======== GIVEN TEXT

There are two possible workarounds:

  1. Re-picking particles with a greater “Separation distance between segments”. What this will do is pick particles further apart along the helical axis, and thus reduce the chance of particles being too close together for RBMC to handle. This will necessitate a repeat in the workflow for everything post-particle-picking (e.g. 2D class, helical/CTF refinement, and RBMC).
  2. Run a standalone “Remove Duplicate Particles” job with a minimum separation distance less than 20 Å, on the particles prior to inputting them into RBMC. Since using a minimum separation distance of 20 Å resulted in removing the vast majority of your particles, I’d suggest trying a value significantly smaller (maybe in the range of 5-10Å) to keep more particles, and then seeing if RBMC works on the downstream particles from that job.

Unfortunately we don’t have a good idea of the exact minimum distance between particles that causes this error, so in either workaround 1 or 2 you may need to play with the minimum distance between particles. Workaround #2 is certainly faster for this purpose, but workaround #1 would keep more of your data. On our side, we have noted to look into better handling of coincident or close-picked particles in RBMC.

Best,
Michael

Hi Michael,

thank you for your suggestion. Repicking is something I may have to resort to at some point if I cannot get this problem resolved, but I would like to keep that as the last option as I am working with 6 different optics groups, and it has taken a lot of effort to filter down my particles to the current stack. Moreover, I’m not quite sure that this will solve the issue as I have already removed the particles that were picked using the filament tracer. Also, I have already run a number of “Remove Duplicates” jobs, using incrementally greater inter-particle distances, going from 10A all the way up to 70A. Initially my job would crash during the hyper-parameter search. By removing duplicates at 20A distance I could reach the dose-weighting section, but still it would crash with the same error. Now, at 70A, I can reach the actual motion correction but cryosparc still crashes with the dreaded “DIE: particle pairwise distance matrix is singular, check for duplicate particles (sgetrf failed)”.

================
======== DATA SECTION

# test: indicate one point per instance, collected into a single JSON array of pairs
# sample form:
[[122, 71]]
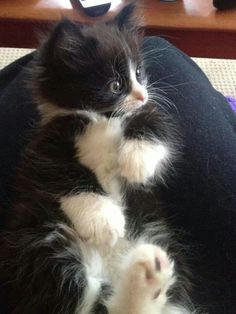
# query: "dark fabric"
[[200, 198]]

================

_EXERCISE DETAILS:_
Continue the forum thread about the RBMC duplicate-particle crash, picking up after its last sentence. The listing is separate material and has no connection to the thread about the RBMC crash.

_WRITTEN ANSWER:_
Question: I’m assuming the crashes are being triggered by a singular / or only handful of images. If one could see at which point (i.e. the exposure name) RBMC crashes, a simple workaround could be to remove the culprit image(s). I would prefer to remove only a handful of images, than 10% of my particles (which is now the case at 70A inter-particle distance, during the remove duplicates job).

Thanks,

Mike

Hi All,

I got the same error. I have run a local motion correction before RBMC without problem. I have 1.1M particles from 8k movies. My protein has no symmetry and is not filament. My box size is 360. The workstation has 4x 3090. I first found particles from some classes can run RBMC until the dose weight. Then I used the precalculated parameters to do RBMC for each class separately. But I still found each class stopped with the error. Hopefully there would be a easy way to handle this without losing particles.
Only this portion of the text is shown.